このメディアプラットフォームは、林宏文が30年にわたり現場で積み重ねてきた取材と執筆の、自然な延長線上にあります。台湾から世界へとつながる視点を持ち、テクノロジーの現場から制度の選択と文明の進化の軌跡を見出していくための場なのです。

なぜ三つの言語で発信するのか?

半導体産業は常に秘密主義と低姿勢を重んじており、情報の入手が困難であるだけでなく、誤解や情報伝達の遅れが生じやすい業界でもあります。『TAIWANinside』が繁体字中国語、英語、日本語の三言語で同時に発信するのは、言語と文化の壁を越えるためであり、報道倫理を尊重しつつ、世界中のテクノロジー関係者、業界リーダー、メディアが台湾の半導体の最前線を即時かつ正確に理解できるようにするためです。

____________

§ やること:
**1.** 提示文の「なぜ三つの言語で発信するのか?」から「解できるようにするためです。」までを、一字一句そのまま書き写してください。
**2.** 提示文によれば、『TAIWANinside』は何語で同時に発信していますか。すべて挙げてください。

____________

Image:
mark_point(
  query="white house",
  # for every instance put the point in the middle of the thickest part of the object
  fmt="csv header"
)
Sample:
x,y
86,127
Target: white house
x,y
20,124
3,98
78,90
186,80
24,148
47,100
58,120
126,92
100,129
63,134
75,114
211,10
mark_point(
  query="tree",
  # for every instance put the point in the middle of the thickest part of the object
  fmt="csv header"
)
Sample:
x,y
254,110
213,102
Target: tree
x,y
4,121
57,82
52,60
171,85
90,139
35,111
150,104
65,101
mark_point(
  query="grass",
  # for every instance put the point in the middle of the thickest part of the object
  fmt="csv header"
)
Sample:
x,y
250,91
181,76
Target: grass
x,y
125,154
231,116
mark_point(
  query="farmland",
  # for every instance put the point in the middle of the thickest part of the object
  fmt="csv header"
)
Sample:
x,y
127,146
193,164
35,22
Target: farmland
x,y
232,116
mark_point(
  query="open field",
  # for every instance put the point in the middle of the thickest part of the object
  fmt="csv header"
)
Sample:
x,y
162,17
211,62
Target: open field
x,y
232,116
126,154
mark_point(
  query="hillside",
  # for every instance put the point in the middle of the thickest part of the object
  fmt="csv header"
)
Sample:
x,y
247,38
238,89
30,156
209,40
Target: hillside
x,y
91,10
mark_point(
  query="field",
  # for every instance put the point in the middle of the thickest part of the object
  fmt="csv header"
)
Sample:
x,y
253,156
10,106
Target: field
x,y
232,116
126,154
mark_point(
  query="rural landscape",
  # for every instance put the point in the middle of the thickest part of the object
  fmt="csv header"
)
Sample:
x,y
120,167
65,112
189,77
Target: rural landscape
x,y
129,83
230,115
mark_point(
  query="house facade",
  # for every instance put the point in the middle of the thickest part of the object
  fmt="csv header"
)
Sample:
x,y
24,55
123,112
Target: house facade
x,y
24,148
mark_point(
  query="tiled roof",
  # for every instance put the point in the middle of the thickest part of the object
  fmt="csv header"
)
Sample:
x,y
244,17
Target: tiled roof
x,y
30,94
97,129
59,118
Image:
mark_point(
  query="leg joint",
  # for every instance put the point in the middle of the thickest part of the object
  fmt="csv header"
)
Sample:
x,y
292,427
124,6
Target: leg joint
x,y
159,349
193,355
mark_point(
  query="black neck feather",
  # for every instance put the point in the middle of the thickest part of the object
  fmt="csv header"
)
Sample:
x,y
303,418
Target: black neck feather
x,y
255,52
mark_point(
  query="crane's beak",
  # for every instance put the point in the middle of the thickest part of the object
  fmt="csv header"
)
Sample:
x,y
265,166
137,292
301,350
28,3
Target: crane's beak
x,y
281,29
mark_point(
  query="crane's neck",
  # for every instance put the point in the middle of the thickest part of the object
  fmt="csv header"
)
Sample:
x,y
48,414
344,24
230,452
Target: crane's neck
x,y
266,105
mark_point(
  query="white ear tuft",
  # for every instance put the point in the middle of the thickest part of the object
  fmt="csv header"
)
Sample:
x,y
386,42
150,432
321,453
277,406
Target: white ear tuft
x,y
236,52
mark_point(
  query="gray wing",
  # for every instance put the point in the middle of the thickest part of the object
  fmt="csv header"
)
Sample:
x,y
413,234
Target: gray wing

____________

§ 解答:
**1.**
なぜ三つの言語で発信するのか?

半導体産業は常に秘密主義と低姿勢を重んじており、情報の入手が困難であるだけでなく、誤解や情報伝達の遅れが生じやすい業界でもあります。『TAIWANinside』が繁体字中国語、英語、日本語の三言語で同時に発信するのは、言語と文化の壁を越えるためであり、報道倫理を尊重しつつ、世界中のテクノロジー関係者、業界リーダー、メディアが台湾の半導体の最前線を即時かつ正確に理解できるようにするためです。

**2.** 繁体字中国語、英語、日本語